Problem to work on =
Starting at the line with "Tag every instance of the smoke" and ending at the line with "Tag every instance of the cab windshield", print exactly the lines of the entries below. Pictures do not belong in the copy.

Records provided =
###
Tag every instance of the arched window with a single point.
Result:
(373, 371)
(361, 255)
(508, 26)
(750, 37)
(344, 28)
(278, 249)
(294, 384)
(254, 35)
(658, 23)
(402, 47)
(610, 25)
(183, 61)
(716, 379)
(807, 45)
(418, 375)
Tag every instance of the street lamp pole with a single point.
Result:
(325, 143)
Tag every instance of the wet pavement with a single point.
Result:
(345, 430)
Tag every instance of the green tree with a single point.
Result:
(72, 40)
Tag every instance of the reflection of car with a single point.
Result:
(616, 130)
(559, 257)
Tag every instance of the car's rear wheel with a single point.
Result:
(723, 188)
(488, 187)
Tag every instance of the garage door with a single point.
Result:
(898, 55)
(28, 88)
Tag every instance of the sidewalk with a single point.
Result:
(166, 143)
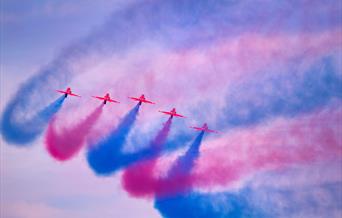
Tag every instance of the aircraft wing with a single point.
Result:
(150, 102)
(72, 94)
(178, 115)
(111, 100)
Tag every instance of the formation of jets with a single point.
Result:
(141, 99)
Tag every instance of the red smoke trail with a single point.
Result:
(66, 144)
(145, 168)
(237, 155)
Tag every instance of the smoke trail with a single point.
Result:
(66, 144)
(139, 180)
(300, 195)
(22, 132)
(104, 156)
(138, 177)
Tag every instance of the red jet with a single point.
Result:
(172, 113)
(106, 98)
(67, 92)
(141, 99)
(203, 128)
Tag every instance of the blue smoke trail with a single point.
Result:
(184, 164)
(256, 202)
(178, 180)
(23, 132)
(103, 156)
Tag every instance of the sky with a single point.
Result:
(265, 74)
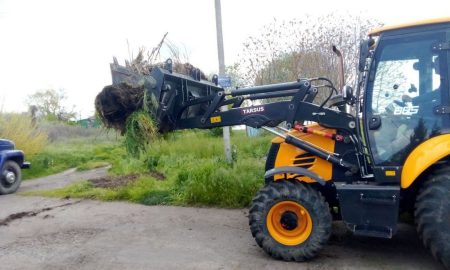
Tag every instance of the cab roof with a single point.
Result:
(378, 31)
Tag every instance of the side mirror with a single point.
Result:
(364, 48)
(347, 94)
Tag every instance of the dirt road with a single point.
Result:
(42, 233)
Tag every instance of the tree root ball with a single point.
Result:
(116, 102)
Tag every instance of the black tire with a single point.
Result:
(302, 194)
(8, 186)
(432, 215)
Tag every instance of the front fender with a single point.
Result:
(294, 170)
(423, 156)
(16, 155)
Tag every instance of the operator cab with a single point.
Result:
(406, 93)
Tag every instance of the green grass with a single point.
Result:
(75, 153)
(194, 166)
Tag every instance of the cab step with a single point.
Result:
(369, 210)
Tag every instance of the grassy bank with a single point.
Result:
(81, 153)
(191, 167)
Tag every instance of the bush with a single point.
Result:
(26, 135)
(214, 183)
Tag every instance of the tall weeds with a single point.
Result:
(20, 129)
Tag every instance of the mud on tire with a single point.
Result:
(432, 215)
(296, 193)
(10, 168)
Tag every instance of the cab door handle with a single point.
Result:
(374, 122)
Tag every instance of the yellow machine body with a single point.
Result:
(289, 155)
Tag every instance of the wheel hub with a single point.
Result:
(289, 220)
(10, 177)
(289, 223)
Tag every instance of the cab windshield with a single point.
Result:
(404, 90)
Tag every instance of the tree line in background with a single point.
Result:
(302, 48)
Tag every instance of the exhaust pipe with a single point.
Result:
(341, 67)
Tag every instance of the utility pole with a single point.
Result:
(226, 130)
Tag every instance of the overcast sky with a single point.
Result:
(68, 45)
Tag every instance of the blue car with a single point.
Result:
(11, 163)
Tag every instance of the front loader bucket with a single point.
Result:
(168, 96)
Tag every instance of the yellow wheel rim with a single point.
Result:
(289, 223)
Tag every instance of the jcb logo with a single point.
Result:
(406, 110)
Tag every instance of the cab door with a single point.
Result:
(406, 87)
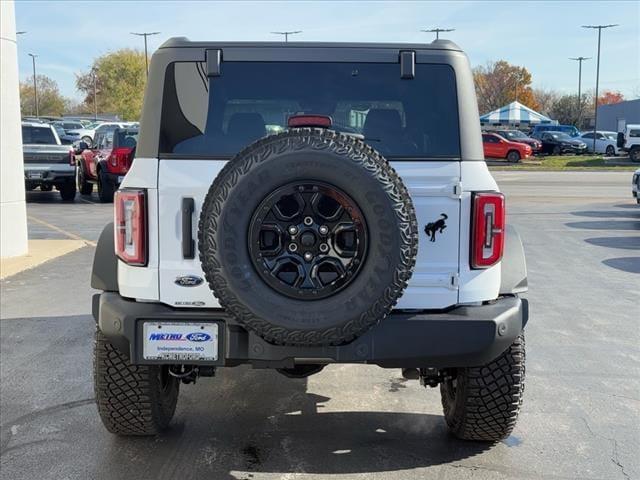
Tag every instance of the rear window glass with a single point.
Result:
(125, 138)
(219, 116)
(38, 135)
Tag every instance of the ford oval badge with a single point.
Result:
(189, 281)
(198, 337)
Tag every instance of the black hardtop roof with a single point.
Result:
(183, 42)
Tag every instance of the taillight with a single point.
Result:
(487, 233)
(131, 226)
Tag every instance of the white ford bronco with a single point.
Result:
(297, 205)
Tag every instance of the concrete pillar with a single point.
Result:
(13, 212)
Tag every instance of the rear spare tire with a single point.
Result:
(308, 237)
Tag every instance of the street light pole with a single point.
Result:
(286, 34)
(146, 57)
(95, 95)
(438, 30)
(595, 116)
(35, 84)
(579, 60)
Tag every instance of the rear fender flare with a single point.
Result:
(104, 275)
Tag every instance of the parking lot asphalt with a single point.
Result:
(580, 418)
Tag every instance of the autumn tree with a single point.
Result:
(545, 99)
(609, 97)
(565, 110)
(120, 79)
(499, 83)
(50, 100)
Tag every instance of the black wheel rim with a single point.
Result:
(308, 240)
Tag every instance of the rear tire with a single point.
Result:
(131, 399)
(482, 403)
(105, 188)
(68, 191)
(513, 156)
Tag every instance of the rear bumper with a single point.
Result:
(463, 336)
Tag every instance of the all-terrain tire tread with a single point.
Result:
(129, 398)
(356, 151)
(490, 397)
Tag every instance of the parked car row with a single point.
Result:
(561, 139)
(48, 163)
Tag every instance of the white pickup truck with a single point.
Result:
(629, 141)
(47, 163)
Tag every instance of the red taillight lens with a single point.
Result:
(131, 226)
(119, 160)
(487, 232)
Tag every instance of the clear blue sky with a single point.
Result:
(540, 35)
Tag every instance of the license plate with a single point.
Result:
(180, 341)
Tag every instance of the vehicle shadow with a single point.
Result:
(282, 429)
(608, 214)
(242, 421)
(605, 225)
(626, 264)
(36, 196)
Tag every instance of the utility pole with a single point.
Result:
(35, 85)
(286, 34)
(595, 116)
(146, 57)
(579, 60)
(438, 30)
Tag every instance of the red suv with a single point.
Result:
(106, 162)
(496, 146)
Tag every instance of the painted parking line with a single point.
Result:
(60, 230)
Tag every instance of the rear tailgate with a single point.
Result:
(46, 154)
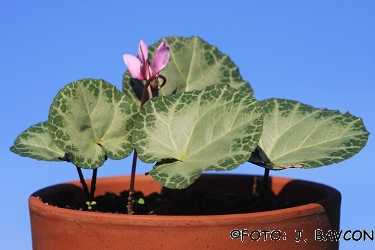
###
Solution below =
Tag every instance of the smoke trail with a single point.
Result:
(66, 144)
(139, 180)
(300, 195)
(22, 132)
(104, 156)
(138, 177)
Tag every instance of the red jet with a single point.
Result:
(172, 113)
(106, 98)
(67, 92)
(141, 99)
(203, 128)
Tag every instance of the blue smoke trail with a single point.
Result:
(184, 164)
(256, 202)
(178, 180)
(23, 132)
(103, 156)
Tag every instance of the sky with a single point.
Result:
(265, 74)
Tag every instance of the cab roof with a single point.
Result:
(378, 31)
Tag every instance of the side mirror with a single point.
Result:
(364, 48)
(347, 94)
Tag every instance of the dirt road with a single point.
Result:
(42, 233)
Tag every instance of the tree root ball with a single point.
Result:
(116, 102)
Tag every instance of the black tire with a single point.
Result:
(302, 194)
(8, 186)
(432, 215)
Tag every instance of the front fender with a single point.
Result:
(294, 170)
(423, 156)
(16, 155)
Tag every instance of the operator cab with a single point.
Result:
(406, 93)
Tag every instance of the green grass with a single point.
Result:
(75, 153)
(194, 166)
Tag every instance of the cab step with a single point.
Result:
(369, 210)
Tag every instance of the grassy bank with a single point.
Result:
(81, 153)
(191, 167)
Tag every instance of the bush with a single point.
Result:
(26, 135)
(214, 183)
Tag every instance of the tall weeds with a single point.
Result:
(20, 129)
Tag every instance of the mud on tire with a single point.
Result:
(432, 215)
(296, 193)
(10, 168)
Tag every instance of the cab door handle with a single point.
Result:
(374, 122)
Tag every instance of the yellow machine body with a single point.
Result:
(289, 155)
Tag every instance of the wheel hub with a single point.
Result:
(289, 220)
(10, 177)
(289, 223)
Tag every instance of the cab windshield with a single point.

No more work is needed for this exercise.